◆ Tujuan Tugas A ◆
Jawablah pertanyaan berikut berdasarkan teks wawancara.
(i) Berapa kali skenario film pertama direvisi?
(ii) Di kota mana narasumber berkuliah?
(iii) Di negara mana narasumber ingin film keempatnya disyuting?

Sempat merasa pengin menyerah?
Nggak sempat lagi untuk merasa jengah. Aku down banget. Sudah kebayang bahwa bakal ada proses revisi skenario. Tapi aku nggak pernah bayangkan bahwa revisinya sampai 32 kali. Aku kerja keras oke, ditolak sekali dua kali okelah. Tapi di awal sampai 32 kali.
Dari awal itu sudah drop. Skenario sudah berbulan-bulan nulisnya. Sudah kebayang nanti kalau syuting kayak apa. Tapi tiba-tiba semua dibuang. Kayak "kasihan deh lo".
Apa yang membuat Anda bertahan?
Semangat saya latihan bela diri menguatkan saya. Aku latihan tinju untuk satu gerakan aja bisa ribuan kali latihan ninju baru benar. Jadi aku pantang menyerah untuk merevisi naskah. Aku sama adikku dekat banget. Karena saat SMA kami berdua di Shanghai, nggak ada orang lain. Kami saling menyemangati.
Setelah berhasil membuat film pertama, bagaimana rencana ke depan?
Dari 4000 film aku masuk seleksi 1 persen Academy Awards, seteah itu jalanku terbuka banget. Artinya kepercayaan sudah mulai terbuka.
Bagaimana rencana film selanjutnya?
Film kedua aku action triler sudah siap tayang. Sekarang lagi ngerjain film ketiga. Penginnya film keempat syuting di Indonesia dengan separuh tim dari Hollywood dan separuh dari sini.
Mengapa Anda suka bermain jadi sutradara dan pemain sekaligus?
Aku kan kuliah di Seattle, di situ semua berdasarkan riset. Ada riset tentang film Bruce Lee. Kenapa Bruce Lee itu bisa dikenal oleh orang yang suka atau tidak suka nonton film dan kungfu? Karena Bruce Lee bekerja di depan dan di belakang layar. Karena itulah saya menjajal untuk menjadi sutradara dan pemain film.
Bedanya di depan dan di belakang layar?
Di depan kamera itu kerjanya fokus tinggi banget untuk akting. Harus bagus di kamera, yang dipikir itu saja. Tapi kalau jadi sutradara kita harus berfikir cepat dan tepat. Cepat mengambil keputusan karena semua menunggu komando sutradara. Keputusan yang diambil juga haus tepat karena akan berkaitan dengan bugjet.

(Butir dari sumber data)
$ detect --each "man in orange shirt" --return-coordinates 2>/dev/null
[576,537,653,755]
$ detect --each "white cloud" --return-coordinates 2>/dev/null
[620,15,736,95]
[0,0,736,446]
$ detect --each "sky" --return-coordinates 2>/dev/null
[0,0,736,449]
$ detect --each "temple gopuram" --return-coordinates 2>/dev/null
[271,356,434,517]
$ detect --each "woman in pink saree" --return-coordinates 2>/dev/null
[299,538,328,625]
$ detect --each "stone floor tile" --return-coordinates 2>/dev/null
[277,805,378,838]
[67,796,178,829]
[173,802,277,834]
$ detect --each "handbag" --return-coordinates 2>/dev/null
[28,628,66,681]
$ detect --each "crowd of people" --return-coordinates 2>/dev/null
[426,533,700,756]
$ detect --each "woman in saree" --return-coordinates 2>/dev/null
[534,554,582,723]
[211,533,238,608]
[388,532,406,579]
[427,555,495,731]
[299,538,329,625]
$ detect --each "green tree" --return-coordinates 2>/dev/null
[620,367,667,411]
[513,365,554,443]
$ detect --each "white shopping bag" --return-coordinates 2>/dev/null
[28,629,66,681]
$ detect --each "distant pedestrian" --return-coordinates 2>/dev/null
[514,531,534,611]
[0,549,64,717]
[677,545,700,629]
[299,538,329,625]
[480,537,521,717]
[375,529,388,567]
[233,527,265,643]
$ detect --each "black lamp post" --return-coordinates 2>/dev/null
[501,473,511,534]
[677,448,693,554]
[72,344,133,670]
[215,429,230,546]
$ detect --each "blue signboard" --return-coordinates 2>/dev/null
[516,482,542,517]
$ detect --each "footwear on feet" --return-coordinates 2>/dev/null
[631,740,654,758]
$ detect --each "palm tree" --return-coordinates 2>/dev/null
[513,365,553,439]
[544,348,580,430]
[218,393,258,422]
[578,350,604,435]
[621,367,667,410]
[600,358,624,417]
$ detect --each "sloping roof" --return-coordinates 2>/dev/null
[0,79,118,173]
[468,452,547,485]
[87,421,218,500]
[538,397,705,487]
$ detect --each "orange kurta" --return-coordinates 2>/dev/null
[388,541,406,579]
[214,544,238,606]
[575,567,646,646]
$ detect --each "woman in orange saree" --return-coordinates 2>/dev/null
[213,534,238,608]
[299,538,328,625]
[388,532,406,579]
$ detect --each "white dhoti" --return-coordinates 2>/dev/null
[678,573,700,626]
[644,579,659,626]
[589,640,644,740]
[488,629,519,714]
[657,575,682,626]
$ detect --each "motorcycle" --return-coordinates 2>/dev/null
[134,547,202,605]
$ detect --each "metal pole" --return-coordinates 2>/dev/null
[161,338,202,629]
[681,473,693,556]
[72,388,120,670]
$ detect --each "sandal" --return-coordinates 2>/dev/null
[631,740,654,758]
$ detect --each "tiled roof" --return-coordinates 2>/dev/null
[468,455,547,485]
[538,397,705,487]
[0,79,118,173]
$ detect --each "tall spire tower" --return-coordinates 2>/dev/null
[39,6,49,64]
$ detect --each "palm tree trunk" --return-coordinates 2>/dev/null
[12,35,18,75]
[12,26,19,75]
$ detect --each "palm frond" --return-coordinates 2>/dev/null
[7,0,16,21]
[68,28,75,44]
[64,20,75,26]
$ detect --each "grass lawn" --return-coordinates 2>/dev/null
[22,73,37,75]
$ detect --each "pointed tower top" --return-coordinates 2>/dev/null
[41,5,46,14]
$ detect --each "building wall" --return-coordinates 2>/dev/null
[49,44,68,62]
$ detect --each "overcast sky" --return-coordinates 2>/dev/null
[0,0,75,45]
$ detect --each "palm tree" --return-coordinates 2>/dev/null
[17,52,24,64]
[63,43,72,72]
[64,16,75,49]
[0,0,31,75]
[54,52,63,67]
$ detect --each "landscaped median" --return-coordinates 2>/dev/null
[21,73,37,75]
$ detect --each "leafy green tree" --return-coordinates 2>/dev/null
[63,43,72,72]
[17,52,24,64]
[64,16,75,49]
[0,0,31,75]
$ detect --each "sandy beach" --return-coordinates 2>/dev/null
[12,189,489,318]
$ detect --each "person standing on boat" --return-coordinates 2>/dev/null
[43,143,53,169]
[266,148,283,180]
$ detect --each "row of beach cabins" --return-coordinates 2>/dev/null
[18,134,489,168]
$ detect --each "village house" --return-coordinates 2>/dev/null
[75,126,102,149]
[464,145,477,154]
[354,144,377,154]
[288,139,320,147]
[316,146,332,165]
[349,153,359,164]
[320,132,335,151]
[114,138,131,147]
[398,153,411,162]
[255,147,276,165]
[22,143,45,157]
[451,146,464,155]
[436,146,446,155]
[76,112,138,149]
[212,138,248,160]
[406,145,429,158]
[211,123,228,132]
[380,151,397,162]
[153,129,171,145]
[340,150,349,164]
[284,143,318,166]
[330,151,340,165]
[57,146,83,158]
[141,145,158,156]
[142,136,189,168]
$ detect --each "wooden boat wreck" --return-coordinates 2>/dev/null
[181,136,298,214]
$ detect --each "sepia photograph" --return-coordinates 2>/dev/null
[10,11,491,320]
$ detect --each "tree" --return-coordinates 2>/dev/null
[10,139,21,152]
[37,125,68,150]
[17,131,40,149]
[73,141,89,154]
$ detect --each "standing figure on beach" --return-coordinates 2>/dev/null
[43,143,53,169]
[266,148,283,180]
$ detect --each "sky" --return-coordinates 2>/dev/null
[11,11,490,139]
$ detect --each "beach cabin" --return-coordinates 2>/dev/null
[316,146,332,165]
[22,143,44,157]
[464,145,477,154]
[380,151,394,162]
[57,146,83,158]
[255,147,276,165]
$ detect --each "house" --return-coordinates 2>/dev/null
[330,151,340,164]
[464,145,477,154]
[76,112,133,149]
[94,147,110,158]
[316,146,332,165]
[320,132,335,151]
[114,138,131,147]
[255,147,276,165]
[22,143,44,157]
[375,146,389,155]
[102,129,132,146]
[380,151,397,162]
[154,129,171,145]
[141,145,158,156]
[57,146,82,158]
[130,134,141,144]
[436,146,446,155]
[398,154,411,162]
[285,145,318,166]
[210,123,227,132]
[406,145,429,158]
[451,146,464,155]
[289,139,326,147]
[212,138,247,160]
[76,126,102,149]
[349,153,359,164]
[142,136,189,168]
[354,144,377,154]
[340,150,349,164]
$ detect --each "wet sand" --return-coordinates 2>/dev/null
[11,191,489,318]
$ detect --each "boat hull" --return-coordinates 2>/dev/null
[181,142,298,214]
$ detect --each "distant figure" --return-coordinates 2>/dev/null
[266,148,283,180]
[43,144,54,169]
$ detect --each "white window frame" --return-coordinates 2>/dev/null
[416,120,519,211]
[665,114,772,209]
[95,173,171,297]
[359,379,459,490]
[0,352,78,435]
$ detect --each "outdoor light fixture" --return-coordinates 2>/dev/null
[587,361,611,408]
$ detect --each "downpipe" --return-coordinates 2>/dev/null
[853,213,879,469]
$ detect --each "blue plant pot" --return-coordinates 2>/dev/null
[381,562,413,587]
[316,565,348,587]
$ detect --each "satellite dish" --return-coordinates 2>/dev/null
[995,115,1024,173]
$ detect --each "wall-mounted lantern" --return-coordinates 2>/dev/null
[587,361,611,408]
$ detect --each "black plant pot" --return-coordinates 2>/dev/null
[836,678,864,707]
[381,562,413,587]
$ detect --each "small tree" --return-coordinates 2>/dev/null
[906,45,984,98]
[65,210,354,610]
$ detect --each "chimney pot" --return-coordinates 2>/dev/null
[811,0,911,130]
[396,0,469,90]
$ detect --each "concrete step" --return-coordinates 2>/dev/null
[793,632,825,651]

◆ Tujuan Tugas B ◆
Sajikan baris-baris catatan, mulai dari baris pertama catatan hingga baris yang memuat "[426,533,700,756]", sebagai daftar JSON berisi string, satu string untuk setiap baris. Kedua ujung disertakan dan baris kosong dihilangkan.

◆ Jawaban Lengkap A ◆
(i) 32 kali.
(ii) Seattle.
(iii) Indonesia.

◆ Jawaban Lengkap B ◆
[
  "$ detect --each \"man in orange shirt\" --return-coordinates 2>/dev/null",
  "[576,537,653,755]",
  "$ detect --each \"white cloud\" --return-coordinates 2>/dev/null",
  "[620,15,736,95]",
  "[0,0,736,446]",
  "$ detect --each \"sky\" --return-coordinates 2>/dev/null",
  "[0,0,736,449]",
  "$ detect --each \"temple gopuram\" --return-coordinates 2>/dev/null",
  "[271,356,434,517]",
  "$ detect --each \"woman in pink saree\" --return-coordinates 2>/dev/null",
  "[299,538,328,625]",
  "$ detect --each \"stone floor tile\" --return-coordinates 2>/dev/null",
  "[277,805,378,838]",
  "[67,796,178,829]",
  "[173,802,277,834]",
  "$ detect --each \"handbag\" --return-coordinates 2>/dev/null",
  "[28,628,66,681]",
  "$ detect --each \"crowd of people\" --return-coordinates 2>/dev/null",
  "[426,533,700,756]"
]